**TASK PROMPT**: Rewrite everything below from the line containing "Draw the outline of every instance of the brown wavy" down through the end of the entries, keeping each line and its request as it stands but scaling every coordinate in the answer outlines by 2.3, rounded to whole numbers with halves going up.

>> start TASK INPUTS

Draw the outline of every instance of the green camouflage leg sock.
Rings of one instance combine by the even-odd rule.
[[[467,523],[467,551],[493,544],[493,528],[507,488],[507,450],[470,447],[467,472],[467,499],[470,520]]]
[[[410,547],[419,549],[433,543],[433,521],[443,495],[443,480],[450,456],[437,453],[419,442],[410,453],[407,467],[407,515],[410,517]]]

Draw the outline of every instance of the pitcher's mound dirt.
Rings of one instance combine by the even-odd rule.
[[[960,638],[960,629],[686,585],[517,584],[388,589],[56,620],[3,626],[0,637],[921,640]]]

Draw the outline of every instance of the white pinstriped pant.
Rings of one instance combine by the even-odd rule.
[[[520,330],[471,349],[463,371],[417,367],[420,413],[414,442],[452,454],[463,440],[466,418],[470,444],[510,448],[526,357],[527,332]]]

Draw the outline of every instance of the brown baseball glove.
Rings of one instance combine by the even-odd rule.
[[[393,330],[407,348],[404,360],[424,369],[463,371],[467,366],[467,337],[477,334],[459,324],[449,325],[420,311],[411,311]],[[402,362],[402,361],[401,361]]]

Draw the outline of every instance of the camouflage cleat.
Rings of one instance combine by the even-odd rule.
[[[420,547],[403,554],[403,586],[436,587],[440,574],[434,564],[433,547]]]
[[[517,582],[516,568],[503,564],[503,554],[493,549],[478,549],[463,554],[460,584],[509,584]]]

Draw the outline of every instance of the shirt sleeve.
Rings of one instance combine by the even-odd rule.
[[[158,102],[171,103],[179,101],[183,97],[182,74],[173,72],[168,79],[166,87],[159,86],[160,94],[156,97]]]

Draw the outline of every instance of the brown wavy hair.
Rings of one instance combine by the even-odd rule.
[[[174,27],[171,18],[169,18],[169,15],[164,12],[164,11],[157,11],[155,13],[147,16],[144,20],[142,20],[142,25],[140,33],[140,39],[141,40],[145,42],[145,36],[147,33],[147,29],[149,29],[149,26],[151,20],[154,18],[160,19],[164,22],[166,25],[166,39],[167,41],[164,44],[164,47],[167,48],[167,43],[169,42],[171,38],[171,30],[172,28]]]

>> end TASK INPUTS

**THE REPLY**:
Draw the outline of every instance of the brown wavy hair.
Rings of one instance combine by the even-odd rule.
[[[400,62],[393,41],[389,41],[389,35],[377,28],[377,25],[361,25],[357,30],[338,37],[331,46],[327,46],[327,58],[322,76],[322,90],[324,92],[334,97],[334,83],[338,76],[338,67],[343,67],[343,60],[347,46],[354,41],[368,44],[377,51],[382,58],[382,90],[384,94],[377,101],[377,108],[384,110],[384,99],[389,97],[393,87],[393,69],[396,64]]]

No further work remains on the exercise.